» Texte à lire:

------------------------------------------------

# [HEURE] Je perds du temps!

## Trevoke

Non, non, je ne perds pas mon temps, c'est l'ordi qui perd le sien. Je suis sur un AMD 64 dual core et il perd du temps, malgre le fait que ntp-client est installe...

J'ai besoin d'aide. Je sais que j'ai deja vu un truc comme ca resolu mais je n'ai pas reussi a le trouver en cherchant :/

----------

## geekounet

Et avec un ntpd pour corriger l'heure en permanence ça va pas mieux ?  :Smile: 

Essaie de supprimer le /etc/adjtime aussi.

----------

## Clark

Le truc couillon de la pile du BIOS qui se meure ?

----------

## guilc

 *Clark wrote:*   

> Le truc couillon de la pile du BIOS qui se meure ?

 

Sous linux, c'est pas utilisé, (sauf quand la machine est a l'arrêt) : linux à son propre timer pour faire avance l'heure indépendamment du bios (et en théorie, bien plus précis)  :Wink: 

Idées en vrac :

- Tu es passé en noyau tickless (CONFIG_NO_HZ) ?

- Tu as essayé de changer la valeur HZ (fréquence timer : CONFIG_HZ_100/250/300/1000) ?

- As-tu le high-res timer activé (CONFIG_HIGH_RES_TIMERS) ?

Quelques trucs à essayer qui peuvent influer sur le maintient de l'horloge...

----------

## Trevoke

J'ai config_hz 1000

CONFIG_X86_PM_TIMER=y

CONFIG_HPET_TIMER=y

Je croyais que j'avais tickless mais je ne le vois pas dans .config.

Question un peu nunuche, qu'est-ce qui est mieux? Ou ideal?

----------

## nemo13

 *Trevoke wrote:*   

> Je croyais que j'avais tickless mais je ne le vois pas dans .config.

------------------------------------------------

» Données extraites:

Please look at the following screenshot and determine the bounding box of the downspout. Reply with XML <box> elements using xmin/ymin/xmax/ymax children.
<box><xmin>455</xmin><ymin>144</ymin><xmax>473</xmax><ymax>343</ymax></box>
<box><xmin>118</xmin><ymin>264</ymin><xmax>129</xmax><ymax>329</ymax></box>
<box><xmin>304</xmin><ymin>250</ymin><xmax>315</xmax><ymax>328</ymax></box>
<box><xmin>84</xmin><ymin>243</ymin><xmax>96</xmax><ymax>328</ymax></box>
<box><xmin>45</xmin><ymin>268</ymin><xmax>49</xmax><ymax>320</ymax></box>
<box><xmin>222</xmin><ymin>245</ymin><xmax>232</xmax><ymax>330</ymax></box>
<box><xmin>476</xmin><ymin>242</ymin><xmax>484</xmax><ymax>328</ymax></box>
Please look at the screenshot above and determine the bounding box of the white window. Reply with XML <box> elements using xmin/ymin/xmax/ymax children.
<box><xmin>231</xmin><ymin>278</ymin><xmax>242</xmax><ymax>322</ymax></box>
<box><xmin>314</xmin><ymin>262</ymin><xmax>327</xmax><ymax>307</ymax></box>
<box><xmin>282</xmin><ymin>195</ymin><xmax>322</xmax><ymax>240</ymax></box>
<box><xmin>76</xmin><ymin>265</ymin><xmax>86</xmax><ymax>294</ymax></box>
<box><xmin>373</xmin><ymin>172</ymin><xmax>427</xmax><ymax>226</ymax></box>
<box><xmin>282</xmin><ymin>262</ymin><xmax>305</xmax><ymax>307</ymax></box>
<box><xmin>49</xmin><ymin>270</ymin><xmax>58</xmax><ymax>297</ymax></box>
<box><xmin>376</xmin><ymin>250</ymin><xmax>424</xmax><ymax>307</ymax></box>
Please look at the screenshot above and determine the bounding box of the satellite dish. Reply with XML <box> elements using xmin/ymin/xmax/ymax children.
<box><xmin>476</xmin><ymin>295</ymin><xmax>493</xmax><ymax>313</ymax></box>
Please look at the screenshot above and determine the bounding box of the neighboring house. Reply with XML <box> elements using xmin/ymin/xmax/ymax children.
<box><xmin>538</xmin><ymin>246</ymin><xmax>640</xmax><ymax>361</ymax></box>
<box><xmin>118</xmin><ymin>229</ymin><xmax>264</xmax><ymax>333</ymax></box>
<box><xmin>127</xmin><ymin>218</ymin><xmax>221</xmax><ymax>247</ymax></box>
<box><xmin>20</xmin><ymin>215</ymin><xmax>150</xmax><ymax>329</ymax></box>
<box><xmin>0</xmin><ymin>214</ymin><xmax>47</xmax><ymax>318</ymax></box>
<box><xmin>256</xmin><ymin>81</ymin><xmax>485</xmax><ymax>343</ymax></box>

------------------------------------------------

» Actions à mener:
1 > Dans la discussion, renomme "linux" en "GNU/Linux" et recopie le passage qui s'ouvre sur les mots contenant "Sous linux, c'est" et se termine par "activé (CONFIG_HIGH_RES_TIMERS) ?".
2 > Dans la discussion, quel fichier geekounet conseille-t-il de supprimer ?
Les données n'ont aucun rôle ici.

» Réponses finales:
1 >
Sous GNU/Linux, c'est pas utilisé, (sauf quand la machine est a l'arrêt) : GNU/Linux à son propre timer pour faire avance l'heure indépendamment du bios (et en théorie, bien plus précis)  :Wink: 

Idées en vrac :

- Tu es passé en noyau tickless (CONFIG_NO_HZ) ?

- Tu as essayé de changer la valeur HZ (fréquence timer : CONFIG_HZ_100/250/300/1000) ?

- As-tu le high-res timer activé (CONFIG_HIGH_RES_TIMERS) ?

2 > Le fichier /etc/adjtime.